**WORK TO DO:**
Switch "metal pole" to "steel pole" wherever it occurs in the rows below, and write the rows out again with everything else unchanged. Leave the pictures out.

--- start ---

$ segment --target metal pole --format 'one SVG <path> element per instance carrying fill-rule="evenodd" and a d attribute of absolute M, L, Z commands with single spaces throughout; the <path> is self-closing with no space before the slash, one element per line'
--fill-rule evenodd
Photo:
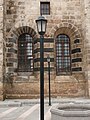
<path fill-rule="evenodd" d="M 43 35 L 40 35 L 40 120 L 44 120 L 44 52 Z"/>
<path fill-rule="evenodd" d="M 51 106 L 51 90 L 50 90 L 50 62 L 48 62 L 48 77 L 49 77 L 49 105 Z"/>

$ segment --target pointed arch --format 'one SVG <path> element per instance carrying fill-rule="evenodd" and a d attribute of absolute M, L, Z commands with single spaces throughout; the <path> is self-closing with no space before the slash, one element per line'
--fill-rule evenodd
<path fill-rule="evenodd" d="M 71 73 L 82 71 L 83 61 L 83 41 L 82 34 L 79 29 L 70 23 L 61 23 L 54 27 L 54 44 L 56 44 L 57 36 L 60 34 L 67 35 L 70 38 L 70 54 L 71 54 Z M 55 45 L 56 53 L 56 45 Z M 57 54 L 55 54 L 55 61 Z M 57 62 L 56 62 L 57 66 Z"/>
<path fill-rule="evenodd" d="M 12 46 L 7 46 L 7 56 L 8 56 L 8 61 L 7 62 L 7 70 L 10 72 L 15 72 L 18 70 L 18 39 L 20 39 L 21 35 L 29 35 L 32 38 L 32 44 L 34 44 L 34 39 L 37 37 L 37 34 L 35 32 L 35 30 L 29 26 L 22 26 L 19 28 L 13 28 L 9 35 L 7 36 L 7 45 L 11 44 Z M 30 38 L 29 37 L 29 38 Z M 26 37 L 25 37 L 26 39 Z M 19 40 L 20 42 L 20 40 Z M 21 43 L 20 43 L 21 45 Z M 27 44 L 31 45 L 31 43 Z M 31 49 L 31 48 L 30 48 Z M 34 45 L 33 45 L 33 49 L 34 49 Z M 26 49 L 25 49 L 26 50 Z M 28 49 L 29 51 L 29 49 Z M 20 54 L 19 54 L 20 55 Z M 26 56 L 28 59 L 30 58 L 30 56 Z M 20 56 L 19 56 L 20 58 Z M 28 60 L 26 59 L 26 60 Z M 12 64 L 10 64 L 12 63 Z M 27 62 L 26 62 L 27 63 Z M 30 68 L 31 69 L 31 68 Z M 29 70 L 30 71 L 30 70 Z"/>

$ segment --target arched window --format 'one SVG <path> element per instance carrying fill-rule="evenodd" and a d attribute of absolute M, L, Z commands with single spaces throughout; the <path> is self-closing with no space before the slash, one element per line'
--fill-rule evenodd
<path fill-rule="evenodd" d="M 64 34 L 59 34 L 56 38 L 56 73 L 71 73 L 70 39 Z"/>
<path fill-rule="evenodd" d="M 33 43 L 32 37 L 27 33 L 18 38 L 18 71 L 33 71 Z"/>

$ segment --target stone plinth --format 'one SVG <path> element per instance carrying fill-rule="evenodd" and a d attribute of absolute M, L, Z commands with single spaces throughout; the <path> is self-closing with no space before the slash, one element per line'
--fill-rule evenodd
<path fill-rule="evenodd" d="M 90 120 L 90 103 L 65 103 L 51 109 L 51 120 Z"/>

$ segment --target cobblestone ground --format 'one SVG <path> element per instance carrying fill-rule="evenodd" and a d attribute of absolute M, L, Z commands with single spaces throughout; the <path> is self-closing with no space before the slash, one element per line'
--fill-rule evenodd
<path fill-rule="evenodd" d="M 0 120 L 40 120 L 39 106 L 39 104 L 33 104 L 21 107 L 2 107 L 0 108 Z M 45 105 L 45 120 L 50 120 L 52 106 Z"/>
<path fill-rule="evenodd" d="M 59 103 L 90 104 L 90 99 L 52 99 L 52 105 L 45 100 L 44 118 L 51 120 L 50 109 Z M 5 100 L 0 101 L 0 120 L 40 120 L 39 100 Z"/>

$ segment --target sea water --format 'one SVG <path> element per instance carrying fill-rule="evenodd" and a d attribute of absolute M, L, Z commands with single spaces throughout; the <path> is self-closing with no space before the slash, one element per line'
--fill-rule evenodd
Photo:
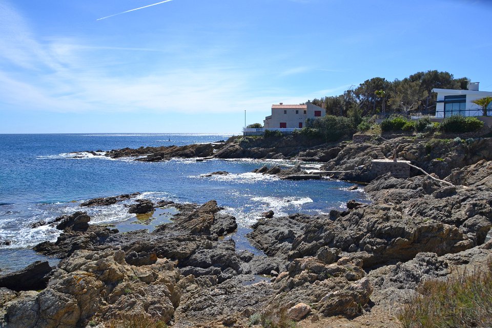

--- end ---

**EXERCISE OUTPUT:**
$ segment --target steel pole --format 'one SVG <path> element per instance carrying fill-rule="evenodd" and a d attribute of absolute M, L, Z commands with single spaces throughout; the <path> is self-closing with no space before the slash, one element per line'
--fill-rule evenodd
Photo:
<path fill-rule="evenodd" d="M 43 35 L 40 35 L 40 120 L 44 120 L 44 52 Z"/>
<path fill-rule="evenodd" d="M 51 106 L 51 90 L 50 90 L 50 62 L 48 62 L 48 77 L 49 77 L 49 105 Z"/>

$ segment --target pointed arch --format 'one SVG <path> element per instance carrying fill-rule="evenodd" and a d attribute of absolute M, L, Z commands with single spaces throughout; the <path> is self-closing with no space before the slash, one element per line'
--fill-rule evenodd
<path fill-rule="evenodd" d="M 71 73 L 82 71 L 83 61 L 83 41 L 82 34 L 79 29 L 70 23 L 61 23 L 54 27 L 54 44 L 56 44 L 57 36 L 60 34 L 67 35 L 70 38 L 70 54 L 71 54 Z M 55 45 L 56 53 L 56 45 Z M 57 54 L 55 54 L 55 61 Z M 57 62 L 56 62 L 57 66 Z"/>
<path fill-rule="evenodd" d="M 12 46 L 7 46 L 7 56 L 8 56 L 8 61 L 7 62 L 7 70 L 10 72 L 15 72 L 18 70 L 18 39 L 20 39 L 21 35 L 29 35 L 32 38 L 32 44 L 34 44 L 34 39 L 37 37 L 37 34 L 35 32 L 35 30 L 29 26 L 22 26 L 19 28 L 13 28 L 9 35 L 7 36 L 7 45 L 11 44 Z M 30 38 L 29 37 L 29 38 Z M 26 37 L 25 37 L 26 39 Z M 19 40 L 20 42 L 20 40 Z M 21 43 L 20 43 L 21 45 Z M 27 44 L 31 45 L 31 43 Z M 31 49 L 31 48 L 30 48 Z M 34 45 L 33 45 L 33 49 L 34 49 Z M 26 49 L 25 49 L 26 50 Z M 28 49 L 29 51 L 29 49 Z M 20 54 L 19 54 L 20 55 Z M 26 56 L 28 59 L 30 58 L 30 56 Z M 20 56 L 19 56 L 20 58 Z M 28 60 L 26 59 L 26 60 Z M 12 64 L 10 64 L 12 63 Z M 27 62 L 26 62 L 27 63 Z M 30 68 L 31 69 L 31 68 Z M 29 70 L 30 71 L 30 70 Z"/>

$ segment --target arched window --format 'one SVG <path> element per instance carrying fill-rule="evenodd" and a d attribute of absolute M, L, Z commands with single spaces throughout; the <path> is self-closing with no space before the slash, one element per line'
--fill-rule evenodd
<path fill-rule="evenodd" d="M 64 34 L 59 34 L 56 38 L 56 73 L 71 73 L 70 39 Z"/>
<path fill-rule="evenodd" d="M 33 43 L 32 37 L 27 33 L 18 38 L 18 71 L 33 71 Z"/>

$ segment --target stone plinth --format 'one SVG <path> element per instance carrying fill-rule="evenodd" and a d attribute of absolute M, L, Z commands with single spaces throughout; the <path> is self-closing with no space before the slash, one element per line'
--fill-rule evenodd
<path fill-rule="evenodd" d="M 90 120 L 90 103 L 65 103 L 51 109 L 51 120 Z"/>

$ segment --target cobblestone ground --format 'one SVG <path> element per instance carrying fill-rule="evenodd" and a d attribute of absolute M, L, Z commands with single spaces throughout; the <path> is self-closing with no space before the slash, one element per line'
--fill-rule evenodd
<path fill-rule="evenodd" d="M 0 120 L 40 120 L 39 106 L 39 104 L 33 104 L 21 107 L 2 107 L 0 108 Z M 45 105 L 45 120 L 50 120 L 52 106 Z"/>
<path fill-rule="evenodd" d="M 59 103 L 90 104 L 90 99 L 52 99 L 52 105 L 45 100 L 44 118 L 51 120 L 50 109 Z M 5 100 L 0 101 L 0 120 L 40 120 L 39 100 Z"/>

$ segment --target sea water --format 'one SVG <path> element per instance carrying fill-rule="evenodd" and a d attribute of absolute M, L, Z commands with single spaces throughout; the <path> is self-closing with no space before the slash, one element per line'
--fill-rule evenodd
Photo:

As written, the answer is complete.